One advancement in technology can change everything. Likewise, a change in policy can turn everything topsy-turvy. Witness the Clinton administration’s decision last week to no longer purposely degrade GPS signals, which overnight had the end effect of making GPS devices more accurate. The adjustment has the potential to change how every wireless carrier deploys E911 service because an off-the-shelf, GPS-based solution suddenly meets federal requirements for delivering E911 position location services.

As much as businesses need to be flexible in light of potential policy and technology changes, governments must be able to adapt to those changes, too.

However, state and federal officials seem to be dragging their feet about passing laws to accommodate today’s rapidly changing environment.

Take universal service provisions. State regulatory agencies and the Federal Communications Commission are slow in giving wireless carriers access to universal-service funds, even though they don’t have a problem asking those same wireless carriers to pay into the fund to provide universal service.

Why? Because it’s a policy change that forces a change in mind-set.

Eligible telecommunications carriers in the past have been those wired companies willing to bring telecom service to the boondocks and regions where the economically deprived live. Government has decided it is only fair to compensate carriers willing to offer service in those regions where perhaps they wouldn’t make a profit by following conventional business plans.

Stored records

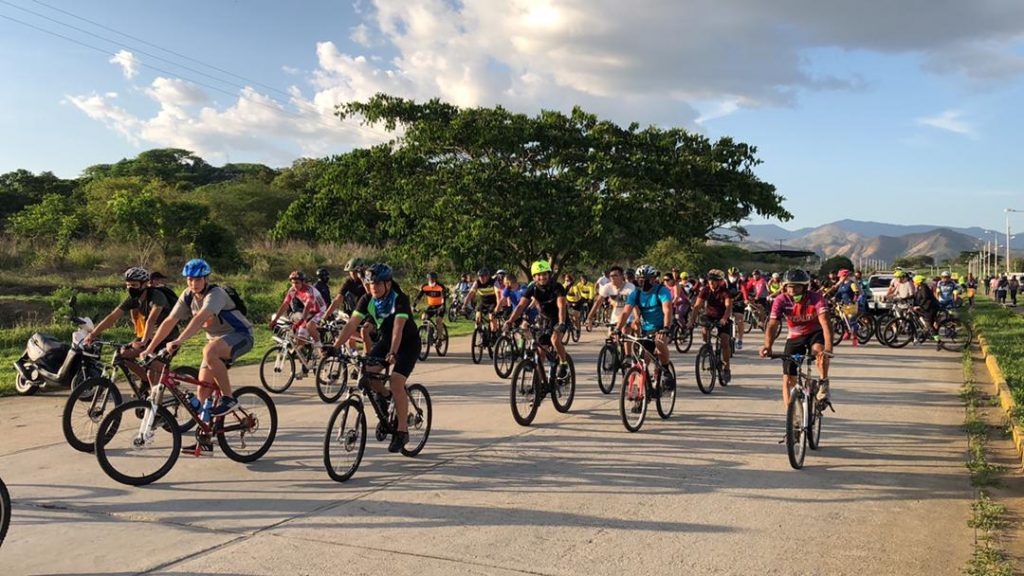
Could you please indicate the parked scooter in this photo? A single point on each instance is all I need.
(49, 363)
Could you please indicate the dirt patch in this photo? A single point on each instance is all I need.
(20, 313)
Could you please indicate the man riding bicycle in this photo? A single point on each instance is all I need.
(550, 297)
(654, 302)
(807, 317)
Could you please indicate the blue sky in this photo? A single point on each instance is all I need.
(892, 112)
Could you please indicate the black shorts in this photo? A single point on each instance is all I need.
(404, 361)
(801, 344)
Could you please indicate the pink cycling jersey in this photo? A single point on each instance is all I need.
(311, 299)
(802, 317)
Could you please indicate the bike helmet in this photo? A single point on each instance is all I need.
(378, 273)
(540, 266)
(796, 276)
(136, 274)
(196, 268)
(646, 272)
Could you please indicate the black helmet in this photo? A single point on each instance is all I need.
(378, 273)
(796, 276)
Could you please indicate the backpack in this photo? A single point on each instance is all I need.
(240, 304)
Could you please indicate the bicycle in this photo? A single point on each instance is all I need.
(276, 369)
(530, 382)
(639, 386)
(804, 413)
(148, 444)
(709, 364)
(610, 363)
(345, 440)
(89, 402)
(430, 337)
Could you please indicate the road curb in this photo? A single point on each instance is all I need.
(1001, 391)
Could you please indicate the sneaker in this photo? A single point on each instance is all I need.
(203, 448)
(822, 395)
(227, 404)
(398, 441)
(563, 370)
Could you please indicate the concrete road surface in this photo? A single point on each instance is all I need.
(709, 491)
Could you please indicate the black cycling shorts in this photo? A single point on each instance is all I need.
(404, 361)
(801, 344)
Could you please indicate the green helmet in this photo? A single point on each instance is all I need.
(540, 266)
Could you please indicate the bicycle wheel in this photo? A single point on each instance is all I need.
(633, 399)
(865, 329)
(607, 368)
(954, 335)
(425, 341)
(276, 370)
(505, 356)
(85, 409)
(667, 398)
(345, 440)
(563, 392)
(796, 440)
(420, 417)
(707, 370)
(476, 350)
(4, 510)
(134, 456)
(441, 341)
(525, 393)
(900, 332)
(332, 375)
(247, 433)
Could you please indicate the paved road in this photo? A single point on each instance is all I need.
(709, 491)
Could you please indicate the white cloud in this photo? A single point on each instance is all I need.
(128, 63)
(950, 120)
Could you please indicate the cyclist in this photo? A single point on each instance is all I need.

**COMPLETE THE FOLLOWING**
**1.** Reproduce the wireless policy editorial between "As much as businesses" and "change in mind-set.", inclusive.
**2.** Write what comes next in the wireless policy editorial, starting right after its final sentence.

**ANSWER LIST**
**1.**
As much as businesses need to be flexible in light of potential policy and technology changes, governments must be able to adapt to those changes, too.

However, state and federal officials seem to be dragging their feet about passing laws to accommodate today’s rapidly changing environment.

Take universal service provisions. State regulatory agencies and the Federal Communications Commission are slow in giving wireless carriers access to universal-service funds, even though they don’t have a problem asking those same wireless carriers to pay into the fund to provide universal service.

Why? Because it’s a policy change that forces a change in mind-set.

**2.**
It takes a change in one’s thinking to say that a wireless network can provide as essential a service as a wired network.

Wireless carriers like Western Wireless repeatedly have tried to gain ETC status to offer wireless solutions as an alternative to fixed service in a number of states, but by and large, their efforts have been fruitless.

In South Dakota, for example, state government required the wireless carrier to provide service statewide before it could be eligible for ETC funds. But Western Wireless can’t do that because its license doesn’t allow it to offer service across the entire state. Western has asked the FCC for help and is still waiting.

As technology changes come to the United States, the old rules don’t always make sense. Governments have to be nimble enough to evolve their rules to accommodate today’s new technology-enabled environment.